Texte:
>>>

A force de manier le paradoxe, ou de faire usage de la langue de bois, les diplomates ont de la peine à convaincre le visiteur averti. 'Nul ne peut désormais prétendre que la France tourne le dos au désarmement' martèle l'ambassadeur Gérard Errera. Dans la partie de bras-de-fer qui se joue entre les États nucléaires et les autres, le représentant de la France aux négociations sur l'interdiction des essais nucléaires et sur le renouvellement du traité de non-prolifération (TNP) éprouve une certaine satisfaction à n'avoir pas cédé à la pression américaine dans un domaine aussi sensible.
En effet, depuis 1992, la France refuse de signer un chèque en blanc pour le traité d'interdiction des essais (Comprehensive Test Ban Treaty, CTBT). Elle l'a fait avec d'autant plus d'assurance qu'elle venait de s'imposer, le 8 avril 1992, un moratoire d'un an et que celui-ci venait couronner une diplomatie novatrice conformément au plan français du désarmement (1) que le président François Mitterrand avait dévoilé, en juin 1991, dans l'indifférence générale.
Non, affirme-t-on à Genève, il n'est pas question de signer un traité dans la précipitation, même si les Américains sont obsédés par l'arrêt des essais. Pour faire valoir leur point de vue, les diplomates français à Genève n'ont pas relayé l'opinion (des experts nommés par Paris (2)) selon laquelle la crédibilité de la dissuasion impliquerait la poursuite des essais à Mururoa ou à Fangataufa. L'argument eût été d'autant plus irrecevable que le traité vise justement à empêcher l'amélioration qualitative des têtes nucléaires. Paris s'est donc contenté de dire haut et fort, comme lors de la signature de la convention d'interdiction sur les armes biologiques de 1972, que les méthodes de vérification n'étaient pas au point.
De plus, déclarait M. Édouard Balladur, le 10 mai 1994, il est très important que la conférence du désarmement s'élargisse, dès que possible, afin que tous les États du seuil y soient représentés. Les États dits du seuil (nucléaire) dont l'Inde, le Pakistan (3) _ et Israël _ ne sont pas partie prenante dans le processus de négociation et, de ce fait, seraient dispensés de signature. Or leur absence équivaudrait à un 'traité au rabais' pour reprendre une expression de M. Errera. D'autre part, les tirs chinois prévus à Lob Nor jusqu'en 1996, pèsent également sur les négociations. Enfin, au Quai d'Orsay, où un sous-département sur la non-prolifération vient d'être créé, ainsi qu'à Genève, on refuse tout lien entre les négociations sur l'arrêt des essais et celles sur l'extension du traité de non-prolifération.

<<<

Consigne: Rédigez la suite du texte sur la diplomatie française face à l'interdiction des essais nucléaires, en reprenant juste après sa dernière phrase.

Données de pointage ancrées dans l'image
>>>

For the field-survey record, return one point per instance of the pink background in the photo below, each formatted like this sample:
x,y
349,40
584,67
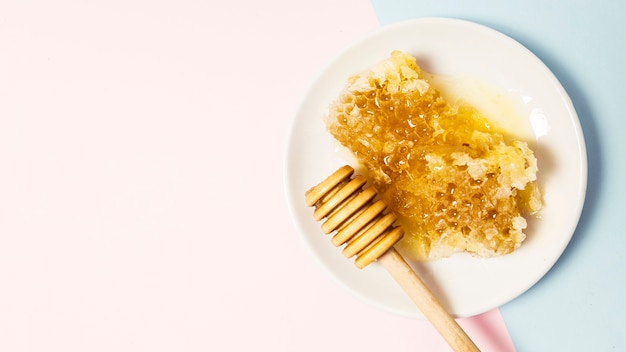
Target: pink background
x,y
141,193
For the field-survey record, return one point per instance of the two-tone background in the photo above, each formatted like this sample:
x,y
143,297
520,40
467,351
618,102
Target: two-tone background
x,y
142,203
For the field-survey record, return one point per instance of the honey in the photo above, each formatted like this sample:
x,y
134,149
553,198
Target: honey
x,y
456,181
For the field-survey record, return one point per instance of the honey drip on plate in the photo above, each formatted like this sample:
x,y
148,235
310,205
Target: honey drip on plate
x,y
455,181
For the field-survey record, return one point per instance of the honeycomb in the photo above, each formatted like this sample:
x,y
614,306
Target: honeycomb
x,y
456,182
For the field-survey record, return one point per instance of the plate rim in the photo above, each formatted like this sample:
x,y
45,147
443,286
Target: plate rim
x,y
573,118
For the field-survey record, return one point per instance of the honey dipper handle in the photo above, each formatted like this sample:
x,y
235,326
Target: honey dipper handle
x,y
432,309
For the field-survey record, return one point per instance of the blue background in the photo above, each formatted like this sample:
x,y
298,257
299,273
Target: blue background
x,y
580,304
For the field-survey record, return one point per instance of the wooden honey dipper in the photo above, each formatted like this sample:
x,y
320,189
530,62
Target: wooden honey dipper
x,y
369,233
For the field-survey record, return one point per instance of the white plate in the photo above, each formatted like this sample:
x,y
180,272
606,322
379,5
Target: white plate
x,y
467,286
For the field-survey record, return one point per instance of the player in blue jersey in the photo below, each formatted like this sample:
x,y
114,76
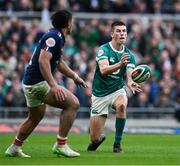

<<<

Réponse rédigée:
Prolonger le moratoire de peur que Washington et Moscou ne prennent les devants et ne mettent la France devant le fait accompli, comme cela s'est produit pour le traité de Moscou sur l'interdiction des essais atmosphériques, (PTBT) dans l'espace extra-atmosphérique et sous l'eau, signé en août 1963, Paris a réclamé que les puissances nucléaires procèdent à une réflexion commune. Pourtant, à chaque occasion, chacun a fait cavalier seul : en témoigne la décision du président William Clinton, en janvier 1995, de prolonger le moratoire sur les essais nucléaires jusqu'à l'entrée en vigueur du CTBT ; l'offre américaine faite à Pékin en matière de savoir-faire pour les essais de simulation ; la proposition du président Boris Eltsine devant l'Assemblée générale de l'ONU, en septembre 1994, d'ouvrir des pourparlers sur les armes stratégiques, que Paris et Londres n'ont pas cru utile de commenter.
La concertation relève de la rhétorique. Et, quand elle s'effectue, Paris l'ignore. Ainsi, Washington, puis Londres ont signé des accords avec Moscou pour un déciblage de leurs missiles respectifs. Selon M. Andreï Kozyrev, le ministre russe des affaires étrangères, des mesures analogues sont prévues entre Moscou et Pékin. Mais, à Paris, les experts se bornent à affirmer que ces mesures sont purement symboliques.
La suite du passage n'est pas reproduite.